REQUEST>
Return each line in the items below that contains the string "sneaker", copied in full. Case counts when matching.

>> start EXERCISE DATA

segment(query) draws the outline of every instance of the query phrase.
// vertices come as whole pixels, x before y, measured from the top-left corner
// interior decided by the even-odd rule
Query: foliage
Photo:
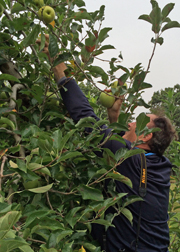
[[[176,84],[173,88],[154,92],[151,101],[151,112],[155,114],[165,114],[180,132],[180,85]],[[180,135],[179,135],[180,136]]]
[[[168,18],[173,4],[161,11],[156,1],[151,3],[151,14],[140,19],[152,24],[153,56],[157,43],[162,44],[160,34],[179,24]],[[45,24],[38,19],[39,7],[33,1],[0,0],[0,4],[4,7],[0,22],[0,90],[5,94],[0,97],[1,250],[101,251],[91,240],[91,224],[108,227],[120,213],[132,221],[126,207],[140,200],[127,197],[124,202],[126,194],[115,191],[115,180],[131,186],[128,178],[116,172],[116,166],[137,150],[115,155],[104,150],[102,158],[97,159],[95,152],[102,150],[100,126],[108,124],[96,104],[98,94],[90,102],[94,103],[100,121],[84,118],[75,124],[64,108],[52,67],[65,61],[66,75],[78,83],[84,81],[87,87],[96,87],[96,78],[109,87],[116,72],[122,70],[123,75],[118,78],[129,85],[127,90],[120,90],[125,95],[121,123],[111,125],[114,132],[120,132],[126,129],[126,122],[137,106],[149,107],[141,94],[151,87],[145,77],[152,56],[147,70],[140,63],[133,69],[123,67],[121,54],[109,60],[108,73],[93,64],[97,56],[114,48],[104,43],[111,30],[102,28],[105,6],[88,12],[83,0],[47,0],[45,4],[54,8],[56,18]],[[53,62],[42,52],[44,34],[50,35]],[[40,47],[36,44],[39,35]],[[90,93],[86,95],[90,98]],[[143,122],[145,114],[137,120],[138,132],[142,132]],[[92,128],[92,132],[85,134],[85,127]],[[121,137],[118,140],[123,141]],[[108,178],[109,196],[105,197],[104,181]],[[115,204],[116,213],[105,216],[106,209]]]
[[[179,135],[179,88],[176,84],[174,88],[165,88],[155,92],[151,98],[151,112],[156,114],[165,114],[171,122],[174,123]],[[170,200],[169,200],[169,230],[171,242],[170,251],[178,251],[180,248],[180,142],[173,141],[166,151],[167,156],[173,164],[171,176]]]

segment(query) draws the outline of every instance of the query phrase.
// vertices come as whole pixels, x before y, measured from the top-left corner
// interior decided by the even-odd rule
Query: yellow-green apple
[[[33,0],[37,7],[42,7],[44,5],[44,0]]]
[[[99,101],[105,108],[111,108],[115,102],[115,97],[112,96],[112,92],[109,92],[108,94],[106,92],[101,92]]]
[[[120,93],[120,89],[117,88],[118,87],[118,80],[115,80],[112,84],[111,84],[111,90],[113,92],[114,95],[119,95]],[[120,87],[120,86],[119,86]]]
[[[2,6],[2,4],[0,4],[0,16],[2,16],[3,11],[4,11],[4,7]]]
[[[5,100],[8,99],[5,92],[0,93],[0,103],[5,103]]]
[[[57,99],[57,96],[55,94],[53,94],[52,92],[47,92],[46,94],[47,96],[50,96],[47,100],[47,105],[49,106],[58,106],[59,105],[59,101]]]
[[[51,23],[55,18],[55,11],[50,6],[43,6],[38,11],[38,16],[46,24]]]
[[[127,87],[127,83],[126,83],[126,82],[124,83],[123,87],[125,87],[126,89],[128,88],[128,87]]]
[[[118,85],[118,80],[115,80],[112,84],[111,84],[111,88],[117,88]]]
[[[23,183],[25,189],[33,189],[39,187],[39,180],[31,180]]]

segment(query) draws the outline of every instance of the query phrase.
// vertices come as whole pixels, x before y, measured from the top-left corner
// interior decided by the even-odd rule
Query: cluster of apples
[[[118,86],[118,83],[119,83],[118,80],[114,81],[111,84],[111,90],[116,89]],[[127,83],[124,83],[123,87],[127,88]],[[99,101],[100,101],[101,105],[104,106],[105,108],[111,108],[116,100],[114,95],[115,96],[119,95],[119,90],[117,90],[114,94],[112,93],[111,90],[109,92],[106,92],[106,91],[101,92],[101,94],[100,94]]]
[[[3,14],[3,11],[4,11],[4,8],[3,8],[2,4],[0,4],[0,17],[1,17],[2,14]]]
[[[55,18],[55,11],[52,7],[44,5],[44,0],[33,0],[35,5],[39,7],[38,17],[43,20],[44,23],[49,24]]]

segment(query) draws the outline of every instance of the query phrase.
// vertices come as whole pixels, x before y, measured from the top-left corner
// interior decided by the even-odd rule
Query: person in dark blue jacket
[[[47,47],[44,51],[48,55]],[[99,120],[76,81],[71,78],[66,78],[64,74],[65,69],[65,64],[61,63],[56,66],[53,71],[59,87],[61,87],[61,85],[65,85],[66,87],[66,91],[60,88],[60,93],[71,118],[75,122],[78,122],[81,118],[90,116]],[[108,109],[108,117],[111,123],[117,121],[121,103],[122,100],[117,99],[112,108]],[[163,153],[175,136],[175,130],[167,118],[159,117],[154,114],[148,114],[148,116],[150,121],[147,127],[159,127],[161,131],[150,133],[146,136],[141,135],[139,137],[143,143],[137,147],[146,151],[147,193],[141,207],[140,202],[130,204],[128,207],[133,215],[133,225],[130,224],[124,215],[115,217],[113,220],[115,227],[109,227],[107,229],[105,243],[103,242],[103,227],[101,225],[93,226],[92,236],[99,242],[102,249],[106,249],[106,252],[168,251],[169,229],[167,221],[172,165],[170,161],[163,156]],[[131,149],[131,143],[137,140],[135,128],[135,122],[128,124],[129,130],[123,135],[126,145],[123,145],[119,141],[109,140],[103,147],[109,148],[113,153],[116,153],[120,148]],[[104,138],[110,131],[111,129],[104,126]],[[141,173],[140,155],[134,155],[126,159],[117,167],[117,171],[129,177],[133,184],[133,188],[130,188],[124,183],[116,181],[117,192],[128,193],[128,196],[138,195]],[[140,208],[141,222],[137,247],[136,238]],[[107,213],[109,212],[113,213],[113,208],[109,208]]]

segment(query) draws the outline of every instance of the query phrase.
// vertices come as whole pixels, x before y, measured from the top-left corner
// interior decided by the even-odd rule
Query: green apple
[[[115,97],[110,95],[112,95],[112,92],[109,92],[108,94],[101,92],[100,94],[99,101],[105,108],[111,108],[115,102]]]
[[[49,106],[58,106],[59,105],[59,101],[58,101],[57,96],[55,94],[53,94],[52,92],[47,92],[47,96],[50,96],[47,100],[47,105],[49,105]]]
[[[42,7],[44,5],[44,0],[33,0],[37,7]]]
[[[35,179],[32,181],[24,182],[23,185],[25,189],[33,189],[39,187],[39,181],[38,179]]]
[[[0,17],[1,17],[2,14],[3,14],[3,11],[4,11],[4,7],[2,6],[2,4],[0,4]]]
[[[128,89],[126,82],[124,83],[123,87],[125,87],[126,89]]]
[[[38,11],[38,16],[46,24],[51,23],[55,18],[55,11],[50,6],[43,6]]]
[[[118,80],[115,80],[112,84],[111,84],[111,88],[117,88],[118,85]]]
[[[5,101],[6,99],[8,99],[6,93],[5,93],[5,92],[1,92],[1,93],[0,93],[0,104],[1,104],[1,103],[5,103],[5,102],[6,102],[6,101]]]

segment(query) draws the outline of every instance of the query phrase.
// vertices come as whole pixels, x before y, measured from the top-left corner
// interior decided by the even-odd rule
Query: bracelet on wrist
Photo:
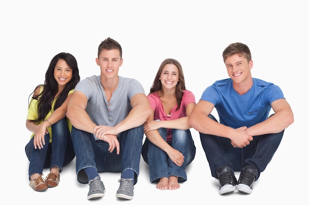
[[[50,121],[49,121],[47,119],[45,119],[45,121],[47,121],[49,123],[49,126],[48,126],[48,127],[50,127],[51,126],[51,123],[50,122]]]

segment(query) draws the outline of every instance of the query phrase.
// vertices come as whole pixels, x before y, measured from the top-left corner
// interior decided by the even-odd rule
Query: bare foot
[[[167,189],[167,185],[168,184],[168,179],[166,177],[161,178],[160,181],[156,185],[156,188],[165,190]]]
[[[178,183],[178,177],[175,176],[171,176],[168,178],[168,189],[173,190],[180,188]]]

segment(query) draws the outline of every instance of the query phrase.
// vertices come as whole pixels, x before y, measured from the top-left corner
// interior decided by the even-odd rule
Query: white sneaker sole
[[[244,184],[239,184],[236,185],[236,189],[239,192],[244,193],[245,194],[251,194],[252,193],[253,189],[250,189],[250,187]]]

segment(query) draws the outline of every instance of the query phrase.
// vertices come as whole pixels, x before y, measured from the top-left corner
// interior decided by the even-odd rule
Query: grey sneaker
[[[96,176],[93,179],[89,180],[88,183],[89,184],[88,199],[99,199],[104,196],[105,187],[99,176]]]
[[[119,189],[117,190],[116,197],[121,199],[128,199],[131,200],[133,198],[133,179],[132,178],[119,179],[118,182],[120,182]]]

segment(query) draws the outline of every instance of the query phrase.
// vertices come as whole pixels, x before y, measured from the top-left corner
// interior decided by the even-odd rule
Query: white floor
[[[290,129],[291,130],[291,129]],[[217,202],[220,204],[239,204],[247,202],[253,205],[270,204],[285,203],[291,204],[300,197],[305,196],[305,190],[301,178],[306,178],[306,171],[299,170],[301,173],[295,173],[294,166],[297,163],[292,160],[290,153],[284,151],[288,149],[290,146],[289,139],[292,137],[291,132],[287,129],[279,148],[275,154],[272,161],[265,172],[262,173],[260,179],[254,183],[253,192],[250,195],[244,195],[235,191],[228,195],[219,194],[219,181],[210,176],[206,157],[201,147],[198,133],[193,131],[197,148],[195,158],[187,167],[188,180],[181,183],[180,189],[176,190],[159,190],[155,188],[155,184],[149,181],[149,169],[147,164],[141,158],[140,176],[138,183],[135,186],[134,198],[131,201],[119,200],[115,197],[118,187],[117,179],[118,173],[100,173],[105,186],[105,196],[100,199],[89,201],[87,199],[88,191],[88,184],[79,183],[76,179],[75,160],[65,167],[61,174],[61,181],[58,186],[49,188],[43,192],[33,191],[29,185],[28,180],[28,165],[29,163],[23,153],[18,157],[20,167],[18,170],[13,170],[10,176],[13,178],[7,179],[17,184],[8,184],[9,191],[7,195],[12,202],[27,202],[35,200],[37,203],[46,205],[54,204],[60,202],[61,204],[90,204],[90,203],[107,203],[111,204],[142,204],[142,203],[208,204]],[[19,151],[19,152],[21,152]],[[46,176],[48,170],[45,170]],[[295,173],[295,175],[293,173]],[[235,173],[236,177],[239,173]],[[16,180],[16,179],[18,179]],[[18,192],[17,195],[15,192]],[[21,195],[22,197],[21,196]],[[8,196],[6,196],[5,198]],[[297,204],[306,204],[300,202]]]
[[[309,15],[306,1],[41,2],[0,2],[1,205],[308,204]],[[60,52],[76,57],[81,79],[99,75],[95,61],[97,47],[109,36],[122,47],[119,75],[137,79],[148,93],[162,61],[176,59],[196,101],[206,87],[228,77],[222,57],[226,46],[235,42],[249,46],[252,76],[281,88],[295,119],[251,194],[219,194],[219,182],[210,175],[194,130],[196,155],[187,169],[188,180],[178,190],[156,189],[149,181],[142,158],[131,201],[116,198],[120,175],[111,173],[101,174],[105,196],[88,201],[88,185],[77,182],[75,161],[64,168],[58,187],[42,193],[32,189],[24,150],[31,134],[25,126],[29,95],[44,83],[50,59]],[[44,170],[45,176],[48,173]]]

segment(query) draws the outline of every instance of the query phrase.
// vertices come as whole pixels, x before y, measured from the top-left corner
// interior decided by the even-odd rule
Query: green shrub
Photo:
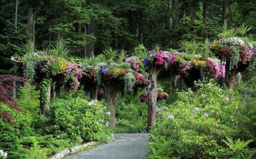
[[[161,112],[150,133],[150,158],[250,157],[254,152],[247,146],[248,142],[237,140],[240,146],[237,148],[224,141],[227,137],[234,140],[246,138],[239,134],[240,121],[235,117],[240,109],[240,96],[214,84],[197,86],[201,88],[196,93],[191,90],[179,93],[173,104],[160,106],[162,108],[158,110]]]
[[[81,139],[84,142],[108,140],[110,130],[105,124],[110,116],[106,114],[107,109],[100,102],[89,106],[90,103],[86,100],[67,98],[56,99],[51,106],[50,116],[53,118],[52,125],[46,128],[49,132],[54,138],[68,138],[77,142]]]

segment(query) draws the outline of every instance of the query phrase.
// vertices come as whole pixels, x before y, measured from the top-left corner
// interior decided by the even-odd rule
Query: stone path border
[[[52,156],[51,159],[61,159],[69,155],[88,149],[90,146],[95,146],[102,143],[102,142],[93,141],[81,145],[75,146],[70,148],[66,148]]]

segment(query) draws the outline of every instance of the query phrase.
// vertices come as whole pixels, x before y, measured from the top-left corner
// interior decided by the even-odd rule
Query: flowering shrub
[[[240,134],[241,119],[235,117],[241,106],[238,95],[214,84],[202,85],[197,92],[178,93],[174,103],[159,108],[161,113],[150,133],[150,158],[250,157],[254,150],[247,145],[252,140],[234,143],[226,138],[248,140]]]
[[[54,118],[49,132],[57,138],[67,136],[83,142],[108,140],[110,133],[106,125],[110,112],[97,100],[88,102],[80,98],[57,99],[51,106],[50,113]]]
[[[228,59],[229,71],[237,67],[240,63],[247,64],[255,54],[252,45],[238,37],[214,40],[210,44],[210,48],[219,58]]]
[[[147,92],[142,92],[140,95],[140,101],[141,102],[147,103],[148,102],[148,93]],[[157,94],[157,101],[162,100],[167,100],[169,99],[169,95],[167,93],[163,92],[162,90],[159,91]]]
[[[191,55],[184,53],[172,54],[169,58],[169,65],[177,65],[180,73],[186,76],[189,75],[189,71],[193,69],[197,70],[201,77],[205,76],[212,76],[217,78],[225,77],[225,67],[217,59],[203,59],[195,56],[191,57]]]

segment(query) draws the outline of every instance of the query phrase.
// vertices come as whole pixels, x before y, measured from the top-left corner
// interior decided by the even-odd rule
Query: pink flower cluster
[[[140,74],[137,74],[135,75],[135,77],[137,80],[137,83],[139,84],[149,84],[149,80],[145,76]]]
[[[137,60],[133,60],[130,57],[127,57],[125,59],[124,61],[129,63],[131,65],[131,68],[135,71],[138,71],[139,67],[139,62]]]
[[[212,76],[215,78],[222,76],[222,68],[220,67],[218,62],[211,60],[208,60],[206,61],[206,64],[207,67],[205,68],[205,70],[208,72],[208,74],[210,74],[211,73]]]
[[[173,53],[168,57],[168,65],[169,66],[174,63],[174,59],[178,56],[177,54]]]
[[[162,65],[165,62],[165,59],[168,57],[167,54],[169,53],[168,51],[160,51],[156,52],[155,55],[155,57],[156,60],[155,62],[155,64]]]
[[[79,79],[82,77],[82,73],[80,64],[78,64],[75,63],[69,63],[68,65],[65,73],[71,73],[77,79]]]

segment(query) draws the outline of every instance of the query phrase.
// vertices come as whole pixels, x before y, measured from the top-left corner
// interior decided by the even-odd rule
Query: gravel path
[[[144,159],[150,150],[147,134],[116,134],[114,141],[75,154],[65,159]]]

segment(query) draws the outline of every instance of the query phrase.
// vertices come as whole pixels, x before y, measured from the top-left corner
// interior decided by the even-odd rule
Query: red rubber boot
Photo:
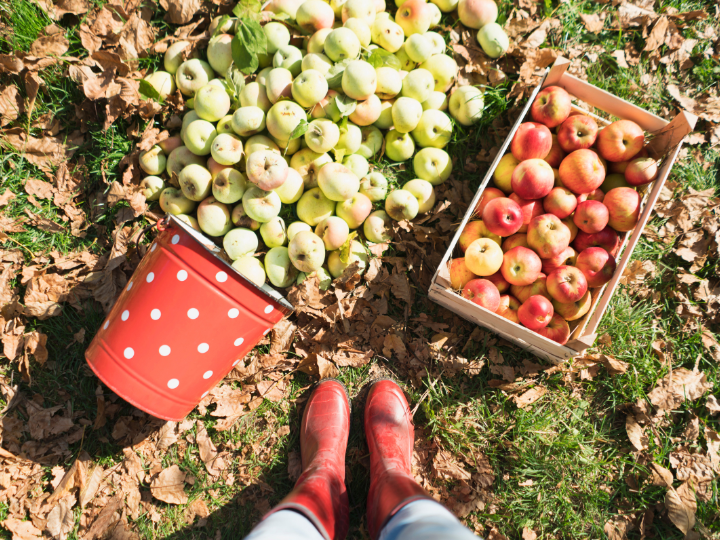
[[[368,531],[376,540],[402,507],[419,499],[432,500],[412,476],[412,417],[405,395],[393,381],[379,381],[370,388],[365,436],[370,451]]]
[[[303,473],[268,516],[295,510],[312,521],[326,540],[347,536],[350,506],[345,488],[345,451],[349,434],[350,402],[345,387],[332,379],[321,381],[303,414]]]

>> end EXERCISE DATA

FINAL RESULT>
Query: white sneaker sole
Query: grey sneaker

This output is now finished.